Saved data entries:
--- Start ---

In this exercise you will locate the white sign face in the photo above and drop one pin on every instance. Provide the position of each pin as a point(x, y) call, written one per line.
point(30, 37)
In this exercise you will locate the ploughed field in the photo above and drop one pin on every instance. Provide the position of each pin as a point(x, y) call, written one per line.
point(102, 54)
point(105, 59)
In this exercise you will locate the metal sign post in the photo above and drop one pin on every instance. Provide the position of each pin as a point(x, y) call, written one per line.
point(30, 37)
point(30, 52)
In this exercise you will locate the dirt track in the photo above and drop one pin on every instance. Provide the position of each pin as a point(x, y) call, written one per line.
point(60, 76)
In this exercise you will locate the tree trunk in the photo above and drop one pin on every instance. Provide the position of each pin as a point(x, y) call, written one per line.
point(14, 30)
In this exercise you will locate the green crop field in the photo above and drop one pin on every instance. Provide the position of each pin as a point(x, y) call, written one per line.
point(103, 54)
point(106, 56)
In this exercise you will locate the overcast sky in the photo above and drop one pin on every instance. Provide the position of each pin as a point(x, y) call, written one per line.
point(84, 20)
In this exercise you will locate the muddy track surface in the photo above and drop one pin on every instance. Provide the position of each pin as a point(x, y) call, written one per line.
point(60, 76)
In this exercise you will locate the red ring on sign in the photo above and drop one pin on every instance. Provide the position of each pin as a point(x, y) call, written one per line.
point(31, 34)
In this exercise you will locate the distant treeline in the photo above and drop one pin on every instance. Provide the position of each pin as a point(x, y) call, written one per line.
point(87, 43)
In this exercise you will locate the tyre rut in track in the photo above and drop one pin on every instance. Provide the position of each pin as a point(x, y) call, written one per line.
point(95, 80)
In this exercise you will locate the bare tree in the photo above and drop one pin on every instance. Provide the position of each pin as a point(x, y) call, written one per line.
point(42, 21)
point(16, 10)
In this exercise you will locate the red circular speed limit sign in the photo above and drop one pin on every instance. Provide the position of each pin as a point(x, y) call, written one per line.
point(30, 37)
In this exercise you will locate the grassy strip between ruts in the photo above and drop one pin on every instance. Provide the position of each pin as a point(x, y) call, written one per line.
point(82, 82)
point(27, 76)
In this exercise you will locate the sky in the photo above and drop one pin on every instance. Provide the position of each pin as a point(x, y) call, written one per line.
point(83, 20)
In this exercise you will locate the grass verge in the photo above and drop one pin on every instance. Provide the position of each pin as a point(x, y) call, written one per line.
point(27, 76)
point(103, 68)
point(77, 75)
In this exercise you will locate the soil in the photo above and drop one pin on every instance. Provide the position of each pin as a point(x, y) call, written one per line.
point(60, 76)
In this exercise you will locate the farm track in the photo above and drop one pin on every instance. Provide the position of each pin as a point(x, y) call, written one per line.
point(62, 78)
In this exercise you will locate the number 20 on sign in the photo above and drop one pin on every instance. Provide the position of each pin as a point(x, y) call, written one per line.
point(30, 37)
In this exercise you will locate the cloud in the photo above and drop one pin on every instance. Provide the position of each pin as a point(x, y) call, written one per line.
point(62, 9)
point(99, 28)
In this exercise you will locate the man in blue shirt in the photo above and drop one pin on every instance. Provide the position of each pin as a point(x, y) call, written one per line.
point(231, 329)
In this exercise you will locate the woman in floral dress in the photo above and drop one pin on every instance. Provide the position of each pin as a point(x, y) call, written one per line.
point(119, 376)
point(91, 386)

--- End ---

*What to do*:
Please copy all of the data above word for word, keeping every line as it appears.

*Full response*:
In this exercise you will locate the white sign face in the photo above and drop one pin on every instance. Provide the position of each pin as a point(x, y) call, written one per line.
point(30, 37)
In this exercise you will locate the ploughed field in the photo above and drop one pin on every instance. Provide the position of each pin as a point(x, y) call, written one per line.
point(102, 54)
point(105, 59)
In this exercise you will locate the metal sign post in the photo above and drop one pin on every instance. Provide the position of each pin as a point(x, y) call, written one per line.
point(30, 37)
point(30, 52)
In this exercise you will locate the dirt track in the photo above and drop one pin on every instance. Provide the position of each pin as a point(x, y) call, written one per line.
point(60, 76)
In this exercise you will locate the tree trunk in the photo above and drop one pin on every instance. Provide the position of each pin as a point(x, y) call, written one per line.
point(14, 30)
In this exercise you will locate the green crop field in the photo above and drop one pin on every instance. Provide the position of each pin as a point(x, y) call, written one per line.
point(103, 54)
point(106, 56)
In this exercise you will locate the overcast sky in the photo above and drop one pin on every instance. Provide the position of each pin as a point(x, y) call, written one per line.
point(84, 20)
In this exercise you will locate the muddy track surface in the photo above and drop one pin on every instance. Provide the position of each pin as a point(x, y) call, written one per line.
point(60, 76)
In this exercise you will locate the red ring on sign in the photo above and drop one pin on every instance. Provide the position of each pin as a point(x, y) call, written one per line.
point(31, 34)
In this exercise you will locate the distant treeline in the photo above and drop one pin on every instance. Provide the position of each pin as a point(x, y) call, written one per line.
point(87, 43)
In this exercise you will locate the tyre rut in track in the photo above and drop one pin on every instance. Provide the position of each pin as a point(x, y) call, written one per line.
point(95, 80)
In this exercise you will locate the bare tree in the photo above and drop one pin on every instance. Provide the position of each pin as a point(x, y) call, written one per line.
point(42, 21)
point(16, 10)
In this exercise you will locate the red circular speed limit sign in the photo above and drop one pin on every instance. Provide the position of each pin as a point(x, y) call, written one per line.
point(30, 37)
In this exercise you will locate the grassy strip between ruts in the photo above and drop one pin on every instance. Provide the position of each pin as a point(x, y) call, written one per line.
point(82, 82)
point(27, 76)
In this exercise you will locate the sky in the photo above and drop one pin on every instance. Provide the position of each pin as a point(x, y) call, written one per line.
point(83, 20)
In this exercise you will locate the grass verge in the photo above and drop one pin on every instance. Provide the position of each pin as a point(x, y) call, written one per line.
point(27, 76)
point(103, 68)
point(77, 75)
In this exercise you will locate the soil in the photo above and drop one pin on every instance. Provide the position of each pin as a point(x, y) call, written one per line.
point(60, 76)
In this exercise you will locate the farm track in the photo above and drop one pin on every instance. Provide the position of each pin as a point(x, y) call, written one per line.
point(62, 78)
In this exercise you will locate the number 20 on sign in the photo above and drop one pin on every instance. Provide the position of each pin as a point(x, y) call, written one per line.
point(30, 37)
In this exercise you will locate the cloud in the photo above and drop one pin on every instance. Provide the position of each pin as a point(x, y) call, written one per line.
point(62, 9)
point(99, 28)
In this exercise you will locate the man in blue shirt in the photo above and drop one pin on every instance. Provide the position of each pin as a point(x, y) call, written one per line.
point(231, 329)
In this exercise you will locate the woman in floral dress in the photo above and drop one pin on every instance. Provide the position of each pin as a point(x, y) call, written one per line.
point(119, 376)
point(91, 386)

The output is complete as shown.